* _Exercise_:
Answer these questions from the text on van Gogh below:
(a) How many psychiatrists have tried to label the root of van Gogh's illness?
(b) In what year was the biography Van Gogh: the Life published?
(c) In which district did van Gogh work as a preacher before he was dismissed?

* _Document extract_:
There has been much debate over the years as to the source of van Gogh's illness and its effect on his work. Over 150 psychiatrists have attempted to label its root, with some 30 different diagnoses. Diagnoses include schizophrenia, bipolar disorder, syphilis, poisoning from swallowed paints, temporal lobe epilepsy and acute intermittent porphyria. Any of these could have been the culprit and been aggravated by malnutrition, overwork, insomnia and consumption of alcohol, especially absinthe.

In Van Gogh: the Life, a biography published in 2011, authors Steven Naifeh and Gregory White Smith argue that van Gogh did not commit suicide. They contend that he was shot accidentally by two boys he knew who had “a malfunctioning gun”. However experts at the Van Gogh Museum remain unconvinced. Prominent skeptics Joe Nickell also was not convinced. Nickell analyzed the questions raised by Naifeh and Smith to support their new theory and found that all can be addressed with a more likely answer. By ignoring the well-known psychological state of Van Gogh (given to self-inflicting harm, self-mortification) and much more reliable testimony (from Adeline Ravoux, daughter of the inn keeper Gustave Ravoux, the owner of the gun), Naifeh and Smith instead make a lot of assumptions on the circumstances around the incident, and misrepresent what Rene Secretan (one of the two boys) said sixty-six years later in 1956, who did not confess shooting Van Gogh. Nickell concludes that their theory is the result of the logical fallacy of 'confirmation bias' – “start the investigation with a supposed answer and work backward to the evidence”.

Vincent van Gogh – Self Portrait with Grey Felt Hat

Self-Portrait with Grey Felt Hat, 1886-88
Vincent van Gogh
Rijksmuseum

It is better to be high-spirited even though one makes more mistakes, than to be narrow-minded and all too prudent.
– Vincent van Gogh

Vincent van Gogh

The son of a pastor, brought up in a religious and cultured atmosphere, Vincent was highly emotional and lacked self-confidence. Between 1860 and 1880, when he finally decided to become an artist, van Gogh had had two unsuitable and unhappy romances and had worked unsuccessfully as a clerk in a bookstore, an art salesman, and a preacher in the Borinage (a dreary mining district in Belgium), where he was dismissed for overzealousness.

He remained in Belgium to study art, determined to give happiness by creating beauty. The works of his early Dutch period are somber-toned, sharply lit, genre paintings of which the most famous is “The Potato Eaters” (1885). In that year van Gogh went to Antwerp where he discovered the works of Rubens and purchased many Japanese prints.

* _Extracted data_:
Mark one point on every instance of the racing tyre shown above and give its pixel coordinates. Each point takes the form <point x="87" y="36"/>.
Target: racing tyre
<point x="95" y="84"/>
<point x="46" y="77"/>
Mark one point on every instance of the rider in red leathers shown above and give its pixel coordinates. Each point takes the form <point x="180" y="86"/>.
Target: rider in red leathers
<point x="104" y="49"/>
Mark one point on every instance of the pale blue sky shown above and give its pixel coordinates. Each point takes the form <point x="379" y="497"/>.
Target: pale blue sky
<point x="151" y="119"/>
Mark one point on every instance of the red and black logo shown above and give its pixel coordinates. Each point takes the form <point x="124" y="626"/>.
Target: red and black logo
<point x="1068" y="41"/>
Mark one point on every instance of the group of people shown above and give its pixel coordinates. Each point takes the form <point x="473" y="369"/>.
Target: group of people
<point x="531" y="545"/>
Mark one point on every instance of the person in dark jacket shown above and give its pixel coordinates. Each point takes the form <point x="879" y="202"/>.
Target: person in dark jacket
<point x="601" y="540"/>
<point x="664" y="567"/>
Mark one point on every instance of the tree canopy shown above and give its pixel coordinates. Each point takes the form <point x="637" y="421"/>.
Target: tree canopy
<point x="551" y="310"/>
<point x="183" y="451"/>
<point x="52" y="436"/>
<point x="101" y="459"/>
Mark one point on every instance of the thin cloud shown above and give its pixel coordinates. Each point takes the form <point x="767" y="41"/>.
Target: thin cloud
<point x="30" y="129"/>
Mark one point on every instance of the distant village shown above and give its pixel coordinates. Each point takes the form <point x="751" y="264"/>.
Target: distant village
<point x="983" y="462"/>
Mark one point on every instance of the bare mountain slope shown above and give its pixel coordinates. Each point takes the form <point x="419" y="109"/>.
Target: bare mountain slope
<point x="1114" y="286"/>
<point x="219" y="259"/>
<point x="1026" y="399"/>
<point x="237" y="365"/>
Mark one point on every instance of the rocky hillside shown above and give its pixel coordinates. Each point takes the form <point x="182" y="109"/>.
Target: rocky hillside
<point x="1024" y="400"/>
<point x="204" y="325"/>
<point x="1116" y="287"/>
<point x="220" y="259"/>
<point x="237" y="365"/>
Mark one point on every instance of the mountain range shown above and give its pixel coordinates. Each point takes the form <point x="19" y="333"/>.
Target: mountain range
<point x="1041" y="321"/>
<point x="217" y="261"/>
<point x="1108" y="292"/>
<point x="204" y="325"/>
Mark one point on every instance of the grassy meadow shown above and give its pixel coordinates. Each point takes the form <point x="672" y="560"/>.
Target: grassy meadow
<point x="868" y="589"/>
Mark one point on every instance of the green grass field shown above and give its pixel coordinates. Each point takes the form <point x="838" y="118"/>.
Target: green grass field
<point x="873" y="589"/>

* _Your response_:
(a) Over 150.
(b) 2011.
(c) The Borinage, a mining district in Belgium.